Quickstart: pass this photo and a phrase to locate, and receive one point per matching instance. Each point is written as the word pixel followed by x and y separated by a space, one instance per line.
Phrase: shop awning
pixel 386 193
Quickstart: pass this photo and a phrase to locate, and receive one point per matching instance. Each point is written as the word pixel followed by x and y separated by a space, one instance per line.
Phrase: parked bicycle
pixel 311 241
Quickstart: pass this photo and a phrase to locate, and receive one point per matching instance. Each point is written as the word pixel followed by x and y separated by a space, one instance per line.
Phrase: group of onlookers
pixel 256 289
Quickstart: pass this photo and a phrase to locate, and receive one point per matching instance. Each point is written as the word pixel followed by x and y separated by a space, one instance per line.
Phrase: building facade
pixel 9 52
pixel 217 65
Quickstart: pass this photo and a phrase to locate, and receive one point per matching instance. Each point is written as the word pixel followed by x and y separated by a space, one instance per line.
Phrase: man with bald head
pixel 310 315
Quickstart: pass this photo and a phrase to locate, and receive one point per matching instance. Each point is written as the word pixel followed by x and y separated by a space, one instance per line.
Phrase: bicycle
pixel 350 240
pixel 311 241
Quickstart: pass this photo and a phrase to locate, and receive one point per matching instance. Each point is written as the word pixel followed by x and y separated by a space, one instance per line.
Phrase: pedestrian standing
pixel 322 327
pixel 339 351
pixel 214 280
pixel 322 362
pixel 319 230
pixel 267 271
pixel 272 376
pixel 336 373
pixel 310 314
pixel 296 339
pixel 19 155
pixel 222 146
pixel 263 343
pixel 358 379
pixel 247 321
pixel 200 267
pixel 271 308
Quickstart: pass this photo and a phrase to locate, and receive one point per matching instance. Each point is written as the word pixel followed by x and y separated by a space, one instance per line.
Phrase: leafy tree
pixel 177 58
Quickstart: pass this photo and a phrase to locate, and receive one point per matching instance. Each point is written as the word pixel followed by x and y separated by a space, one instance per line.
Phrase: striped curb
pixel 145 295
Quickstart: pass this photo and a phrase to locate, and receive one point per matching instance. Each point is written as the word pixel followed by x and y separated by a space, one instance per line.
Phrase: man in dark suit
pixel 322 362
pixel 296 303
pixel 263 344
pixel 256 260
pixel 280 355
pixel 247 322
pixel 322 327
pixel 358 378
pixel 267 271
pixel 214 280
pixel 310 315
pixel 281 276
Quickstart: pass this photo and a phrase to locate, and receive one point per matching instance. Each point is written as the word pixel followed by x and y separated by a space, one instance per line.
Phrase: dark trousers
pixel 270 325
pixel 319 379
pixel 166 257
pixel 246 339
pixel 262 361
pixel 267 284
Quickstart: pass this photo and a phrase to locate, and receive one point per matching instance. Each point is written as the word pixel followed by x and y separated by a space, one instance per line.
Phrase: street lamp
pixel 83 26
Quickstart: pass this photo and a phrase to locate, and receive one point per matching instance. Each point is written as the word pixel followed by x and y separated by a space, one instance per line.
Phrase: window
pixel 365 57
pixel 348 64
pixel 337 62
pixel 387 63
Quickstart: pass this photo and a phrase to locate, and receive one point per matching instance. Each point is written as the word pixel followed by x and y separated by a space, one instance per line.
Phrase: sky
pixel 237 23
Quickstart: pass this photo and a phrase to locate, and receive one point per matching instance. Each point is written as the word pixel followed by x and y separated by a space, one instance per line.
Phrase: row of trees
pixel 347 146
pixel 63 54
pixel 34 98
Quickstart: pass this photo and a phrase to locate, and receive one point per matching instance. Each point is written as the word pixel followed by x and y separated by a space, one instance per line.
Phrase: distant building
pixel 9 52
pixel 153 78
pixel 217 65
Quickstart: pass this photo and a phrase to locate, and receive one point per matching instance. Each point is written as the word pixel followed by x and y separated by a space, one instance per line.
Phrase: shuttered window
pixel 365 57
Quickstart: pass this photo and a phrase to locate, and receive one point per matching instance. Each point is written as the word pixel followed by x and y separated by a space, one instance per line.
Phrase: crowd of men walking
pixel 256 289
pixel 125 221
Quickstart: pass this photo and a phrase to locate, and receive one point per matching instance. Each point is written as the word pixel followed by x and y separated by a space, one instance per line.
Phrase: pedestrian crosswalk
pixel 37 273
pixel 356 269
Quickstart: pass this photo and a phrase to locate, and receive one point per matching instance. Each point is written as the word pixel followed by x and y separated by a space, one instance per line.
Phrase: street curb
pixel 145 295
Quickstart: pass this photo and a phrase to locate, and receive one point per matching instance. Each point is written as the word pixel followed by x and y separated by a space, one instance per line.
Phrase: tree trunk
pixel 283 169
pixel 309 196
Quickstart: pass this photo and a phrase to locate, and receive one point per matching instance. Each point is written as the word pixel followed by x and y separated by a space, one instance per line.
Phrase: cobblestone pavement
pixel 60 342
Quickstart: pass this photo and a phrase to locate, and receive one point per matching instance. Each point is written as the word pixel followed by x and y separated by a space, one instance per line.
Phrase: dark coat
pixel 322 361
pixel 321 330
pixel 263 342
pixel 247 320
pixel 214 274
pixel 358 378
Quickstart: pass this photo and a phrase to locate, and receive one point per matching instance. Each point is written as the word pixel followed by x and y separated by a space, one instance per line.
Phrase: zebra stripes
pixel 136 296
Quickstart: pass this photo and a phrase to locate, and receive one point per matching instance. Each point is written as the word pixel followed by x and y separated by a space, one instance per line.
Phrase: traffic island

* * * * * * * * *

▶ [SET TASK]: Output every line of the items above as a JSON list of strings, one string per line, with blank lines left out.

▶ [RESULT BELOW]:
[
  "Quickstart: pass this photo and a phrase to locate, and receive one point per matching instance. Each point is written as the word pixel followed by x and y separated by a space, one instance per line.",
  "Phrase: shop awning",
  "pixel 386 193",
  "Quickstart: pass this photo and a phrase to locate, and receive one point per matching instance. Each point is written as the word pixel followed by x and y separated by a space, one instance per line.",
  "Phrase: parked bicycle",
  "pixel 311 241",
  "Quickstart: pass this photo and a phrase to locate, and receive one point per matching instance. Each point is written as the word pixel followed by x and y separated by a space, one instance per line.",
  "Phrase: group of onlookers",
  "pixel 256 289",
  "Quickstart: pass this photo and a phrase to locate, and receive one point per matching instance. Each point is written as the word pixel followed by x and y separated by a space, one instance per line.",
  "Phrase: building facade",
  "pixel 9 52",
  "pixel 217 65",
  "Quickstart: pass this photo and a phrase to locate, and receive one point per matching instance. Each point is written as the word pixel followed by x and y separated by a space, one instance per line.",
  "Phrase: man with bald head",
  "pixel 310 315",
  "Quickstart: pass this photo and a phrase to locate, and receive one point per matching instance. Each point is written as the word pixel followed by x and y separated by a space, one instance per line.",
  "Phrase: bicycle",
  "pixel 350 240",
  "pixel 311 241",
  "Quickstart: pass this photo and a phrase to locate, and receive one point per matching instance. Each point is written as the word pixel followed by x and y separated by a space, one instance per line.",
  "Phrase: pedestrian standing",
  "pixel 322 327",
  "pixel 339 351",
  "pixel 214 280",
  "pixel 322 362",
  "pixel 319 230",
  "pixel 267 271",
  "pixel 272 376",
  "pixel 336 373",
  "pixel 310 314",
  "pixel 296 339",
  "pixel 19 155",
  "pixel 222 146",
  "pixel 263 343",
  "pixel 358 379",
  "pixel 247 321",
  "pixel 200 267",
  "pixel 271 308",
  "Quickstart: pass this photo and a phrase to locate, and receive one point per matching instance. Each point is written as the word pixel followed by x and y separated by a space, one instance per line.",
  "Phrase: leafy tree",
  "pixel 177 58",
  "Quickstart: pass this photo and a phrase to locate, and receive one point per matching instance. Each point is written as the word pixel followed by x and y separated by a space, one instance per line.",
  "Phrase: striped curb",
  "pixel 145 295",
  "Quickstart: pass this photo and a phrase to locate, and receive one point per matching instance. Each point is written as the word pixel followed by x and y separated by a space, one instance per line.",
  "Phrase: man in dark suit",
  "pixel 322 362",
  "pixel 296 303",
  "pixel 263 344",
  "pixel 256 260",
  "pixel 280 355",
  "pixel 247 322",
  "pixel 322 327",
  "pixel 358 378",
  "pixel 267 271",
  "pixel 214 280",
  "pixel 310 315",
  "pixel 281 276",
  "Quickstart: pass this photo and a phrase to locate, and receive one point per matching instance. Each point is written as the word pixel followed by x and y separated by a space, one instance per line.",
  "Phrase: dark trousers",
  "pixel 270 325",
  "pixel 319 379",
  "pixel 166 257",
  "pixel 246 339",
  "pixel 262 361",
  "pixel 267 284",
  "Quickstart: pass this photo and a phrase to locate, and receive one point per matching instance. Each point is written as the word pixel followed by x and y separated by a space, one instance per line.",
  "Phrase: street lamp",
  "pixel 83 26",
  "Quickstart: pass this photo and a phrase to locate, and receive one point per matching instance. Each point is written as the word pixel followed by x and y separated by a space, one instance per line.",
  "Phrase: window",
  "pixel 365 57",
  "pixel 348 64",
  "pixel 337 62",
  "pixel 387 63",
  "Quickstart: pass this photo and a phrase to locate, and receive one point per matching instance. Each point is written as the word pixel followed by x and y separated by a space, one instance per line.",
  "Phrase: sky",
  "pixel 237 23",
  "Quickstart: pass this photo and a phrase to locate, and receive one point per matching instance. Each point is written as the word pixel followed by x and y separated by a space, one instance per line.",
  "Phrase: row of trees",
  "pixel 347 146",
  "pixel 63 54",
  "pixel 34 98",
  "Quickstart: pass this photo and a phrase to locate, and receive one point per matching instance. Each point is written as the word pixel followed by x and y separated by a space, one instance per line.",
  "Phrase: distant building",
  "pixel 9 52",
  "pixel 153 78",
  "pixel 217 65",
  "Quickstart: pass this photo and a phrase to locate, and receive one point per matching instance. Each point is written as the word pixel followed by x and y separated by a space, one instance per line.",
  "Phrase: shuttered window",
  "pixel 365 57",
  "Quickstart: pass this photo and a phrase to locate, and receive one point per matching instance. Each point is written as the word pixel followed by x and y separated by a space, one instance per line.",
  "Phrase: crowd of men walking",
  "pixel 256 289",
  "pixel 125 221",
  "Quickstart: pass this photo and a phrase to locate, and receive one point per matching instance. Each point is written as the word pixel followed by x and y separated by a space, one instance per line.",
  "Phrase: pedestrian crosswalk",
  "pixel 37 273",
  "pixel 356 269",
  "Quickstart: pass this photo and a phrase to locate, and receive one point per matching instance. Each point is written as the word pixel followed by x and y separated by a space, one instance per line.",
  "Phrase: street curb",
  "pixel 145 295",
  "Quickstart: pass this photo and a phrase to locate, and receive one point per matching instance. Each point is written as the word pixel followed by x and y separated by a space, one instance per line.",
  "Phrase: tree trunk",
  "pixel 283 169",
  "pixel 309 196",
  "Quickstart: pass this photo and a phrase to locate, and receive one point per matching instance. Each point is written as the word pixel followed by x and y separated by a space, one instance per line.",
  "Phrase: cobblestone pavement",
  "pixel 60 342",
  "Quickstart: pass this photo and a phrase to locate, and receive one point per matching instance. Each point is written as the word pixel followed by x and y separated by a space, one instance per line.",
  "Phrase: dark coat",
  "pixel 322 361",
  "pixel 321 330",
  "pixel 263 342",
  "pixel 247 320",
  "pixel 214 274",
  "pixel 358 378",
  "Quickstart: pass this photo and a phrase to locate, and receive one point per matching instance. Each point is written as the word pixel followed by x and y separated by a space, one instance per line.",
  "Phrase: zebra stripes",
  "pixel 136 296",
  "Quickstart: pass this photo and a phrase to locate, and receive one point per matching instance. Each point is written as the word pixel followed by x and y separated by a space, one instance per line.",
  "Phrase: traffic island"
]